§ **EXTRACTED TEXT**

Exposure Index (EI):
When film is shot at something other than its rated speed setting, or ASA, The speed setting at which it is exposed is referred as the Exposure Index. For example, if Kodak Tmax 100 (TMX) Black and White film is exposed at 50, the exposure index for the film would be referred to as EI 50.
See Also: Compensating Development

Exposure Lock:
There are times when the main subject of a frame is not in the center of the frame where metering is taken from. In order to properly expose the main subject meter on the subject, then hold the exposure lock option, then recompose the image to framing that is more suitable to the photographer. Often the exposure lock on modern cameras is to hold the shutter release button half way down after metering the scene, then recompose.

Extension Tubes:
One of the necessary steps for Macro Photography is to move the lens away from the focal plane to allow closer focusing. Extension tubes are used for this purpose. They are similar to bellows except they are not flexible and distance is often not adjustable.
See Also: Bellows, Macro Photography

F-Stop:
One F-stop, or stop for short, is equal to changing the amount of light that reaches the film by a factor of two. When changing the aperture from a 2 to a 2.8 the amount of light that reaches the film is 1/2 of the original. In comparison changing from a 2 to a 1.4 doubles the amount of light. Stops are also equivalent to shutter speed settings. 1/60th seconds allows half the amount of light to reach the film as 1/125thseconds. Because stops are equivalent whether it is shutter speed or aperture, it is possible to properly expose a frame with many settings. 1/125thseconds at f 2.8 is the same as 1/250thseconds at f 2.0. This factor can be useful if one is trying to intentionally blur a shot such as flowing water, or increase or decrease depth of field for a given subject.

Film:
The film is the light sensitive medium on which the photograph is recorded. There are 2 main types of film, Print film and Slide film.
  • Print Film: Film which records the image in a negative format. The negative is then used to render a print, which displays the positive image. Print film has a very wide latitude because during the printing process the color can be adjusted as necessary to produce a pleasing print. Print films often have a latitude of +/- 2 or 3 stops. Print films are also available in Daylight Balanced and Tungsten Balanced
  • Slide Film: Slide film, also known as Chrome Film, records the image as a positive. Reversal paper is used to make a print from this medium, and is more expensive. Slide film has a very narrow range of proper exposure, usually +/- .5 stops.

Filter:
Anything that is placed over the front element of the lens to alter the final image is a filter. Filters range from circular polarizers, warming filter, star filters, soft focus filters, and many colored filters to change the over all color of a photograph.
Filters often used in Black and White Photography and what types of effects you may see:
  • Red Darkens blue skies and will improve contrast between clouds and sky. Not favorable when photographing people becaue the red in the lips becomes very pale. Also necessary when shooting Infrarad film. Red filters cause blue/green/yellow to be darkened
  • Yellow Will also improve contrast between clouds and sky but to a lesser extent. Yellow is also used to produce pleasant skin tones. Yellow causes purple/blue/red to be darkened.

§ **GIVEN RECORDS**
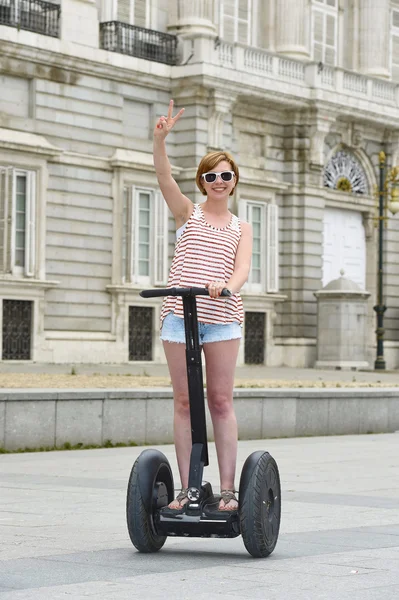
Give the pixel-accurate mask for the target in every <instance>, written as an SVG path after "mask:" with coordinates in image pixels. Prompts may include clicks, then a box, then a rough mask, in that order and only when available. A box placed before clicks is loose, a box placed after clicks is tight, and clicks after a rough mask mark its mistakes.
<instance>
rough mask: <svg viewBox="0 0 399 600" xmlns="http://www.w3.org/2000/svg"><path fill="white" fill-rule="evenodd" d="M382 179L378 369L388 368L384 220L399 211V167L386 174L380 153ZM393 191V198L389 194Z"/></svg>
mask: <svg viewBox="0 0 399 600" xmlns="http://www.w3.org/2000/svg"><path fill="white" fill-rule="evenodd" d="M379 170H380V181H379V187H378V192H377V193H378V216H377V217H375V220H376V222H377V224H378V279H377V304H376V305H375V306H374V310H375V312H376V313H377V330H376V334H377V358H376V360H375V363H374V368H375V369H376V370H384V369H385V368H386V364H385V359H384V333H385V330H384V313H385V311H386V309H387V307H386V306H385V304H384V289H383V284H384V221H385V224H387V222H388V216H387V210H388V209H389V210H390V212H391V213H392V214H393V215H395V214H396V213H397V212H399V167H393V168H392V169H391V170H390V171H389V172H388V175H387V176H385V170H386V155H385V152H380V154H379ZM389 191H391V198H390V199H389V197H388V194H389Z"/></svg>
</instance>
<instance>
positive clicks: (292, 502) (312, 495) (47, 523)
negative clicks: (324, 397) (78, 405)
mask: <svg viewBox="0 0 399 600" xmlns="http://www.w3.org/2000/svg"><path fill="white" fill-rule="evenodd" d="M157 447H158V448H159V449H160V450H161V451H163V452H164V453H165V454H166V456H167V457H168V459H169V460H170V462H171V464H172V468H173V470H174V473H175V474H176V473H177V469H176V460H175V455H174V448H173V446H171V445H167V446H157ZM142 449H143V448H141V447H135V448H112V449H97V450H81V451H64V452H47V453H45V452H43V453H25V454H7V455H2V456H0V599H1V600H58V599H66V598H72V599H73V600H80V599H82V600H83V599H86V598H95V599H96V600H135V599H140V600H147V599H148V600H158V599H159V600H161V599H162V600H165V599H166V600H169V599H175V598H178V599H179V600H180V599H181V600H184V599H189V598H190V600H191V599H192V598H193V597H195V598H196V600H213V599H214V600H219V599H220V600H222V599H224V598H226V596H232V597H234V598H235V600H244V599H245V600H246V599H249V598H251V599H253V600H256V599H262V600H291V599H292V600H319V599H320V600H324V599H325V600H368V599H370V600H371V598H373V600H380V599H381V600H382V599H384V600H394V599H395V600H397V598H398V597H399V468H398V467H399V464H398V463H399V458H398V457H399V452H398V449H399V433H393V434H381V435H359V436H335V437H332V436H329V437H313V438H289V439H273V440H259V441H242V442H240V443H239V454H238V472H239V471H240V470H241V468H242V465H243V463H244V461H245V459H246V457H247V456H248V454H250V453H251V452H253V451H254V450H257V449H265V450H268V451H269V452H270V453H271V454H272V455H273V456H274V458H275V459H276V460H277V463H278V465H279V468H280V473H281V479H282V497H283V502H282V522H281V533H280V538H279V541H278V544H277V547H276V549H275V551H274V553H273V554H272V555H271V556H270V557H269V558H267V559H257V560H256V559H253V558H252V557H250V555H249V554H248V553H247V552H246V550H245V548H244V545H243V543H242V539H241V538H240V537H239V538H236V539H232V540H222V539H193V538H191V539H185V538H169V539H168V540H167V541H166V543H165V546H164V547H163V549H162V550H161V551H160V552H158V553H156V554H152V555H146V554H140V553H138V552H137V551H136V550H135V549H134V547H133V546H132V544H131V542H130V539H129V537H128V533H127V530H126V520H125V499H126V485H127V481H128V477H129V473H130V469H131V466H132V464H133V462H134V460H135V458H136V457H137V456H138V454H139V453H140V452H141V451H142ZM209 450H210V466H209V467H207V468H206V470H205V478H206V479H209V480H210V481H212V483H213V484H214V486H215V488H217V467H216V453H215V447H214V445H213V444H210V447H209ZM175 483H176V487H177V485H178V482H175ZM236 484H238V477H237V481H236Z"/></svg>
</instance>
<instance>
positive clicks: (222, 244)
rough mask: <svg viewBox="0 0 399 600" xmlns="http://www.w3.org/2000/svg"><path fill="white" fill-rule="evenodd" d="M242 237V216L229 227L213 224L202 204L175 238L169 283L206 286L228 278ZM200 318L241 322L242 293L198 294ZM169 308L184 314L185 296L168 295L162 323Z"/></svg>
mask: <svg viewBox="0 0 399 600" xmlns="http://www.w3.org/2000/svg"><path fill="white" fill-rule="evenodd" d="M240 238H241V226H240V220H239V219H238V217H236V216H235V215H232V216H231V219H230V223H229V224H228V225H227V226H226V227H221V228H217V227H213V225H210V224H209V223H207V222H206V220H205V215H204V213H203V211H202V208H201V206H200V205H199V204H196V205H195V207H194V210H193V213H192V215H191V217H190V218H189V220H188V221H187V223H186V224H185V225H184V232H183V233H182V235H180V237H179V238H178V239H177V241H176V246H175V255H174V257H173V261H172V265H171V268H170V273H169V280H168V286H167V287H204V286H205V284H206V283H209V282H210V281H226V282H227V281H228V280H229V279H230V277H231V276H232V274H233V271H234V262H235V257H236V253H237V248H238V244H239V241H240ZM196 299H197V314H198V321H200V322H201V323H214V324H221V323H223V324H225V323H232V322H234V321H236V322H238V323H240V324H242V323H243V321H244V310H243V306H242V300H241V296H240V294H233V296H230V297H229V298H226V297H224V296H223V297H220V298H210V297H209V296H197V298H196ZM169 312H173V313H174V314H175V315H176V317H182V318H184V312H183V300H182V298H181V297H179V296H166V297H165V299H164V301H163V304H162V309H161V324H162V321H163V319H164V318H165V317H166V315H167V314H168V313H169Z"/></svg>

§ **TASK PROMPT**
Pick up the photography glossary where it ends and keep writing it in the same style.

§ **ANSWER BOX**
  • Green The most common use of a green filter is to produce a fair complexion in caucasion models. Will also renders red/orange/purple to be darker.
  • Orange Not used very often but can be used to darken skies to produce stronger contrast between clouds and sky. Renders green/blue/purple darker than natural.
  • Blue Blue is also not used to a great extent. A blue filter would darken reds/oranges/yellows.

Flash Bracket:
When working with a flash in a situation where the final product is desired to be of better quality than a snapshot and a flash is needed, a flash bracket is a necessity. A flash bracket will allow the flash to be positioned directly above the camera to help to eliminate the harsh shadows that are often seen in simple snap shots. It can also be used to eliminate Red Eye.
See Also: PC Cord
Flash Head:
Professional studio lights often utilize a centralized power pack to provide power to multiple flash heads. These flash heads simply contain modeling lights, flash bulbs, and hardware to allow connections for light modifiers such as Grids/Gobos, umbrellas, soft boxes, or barn doors.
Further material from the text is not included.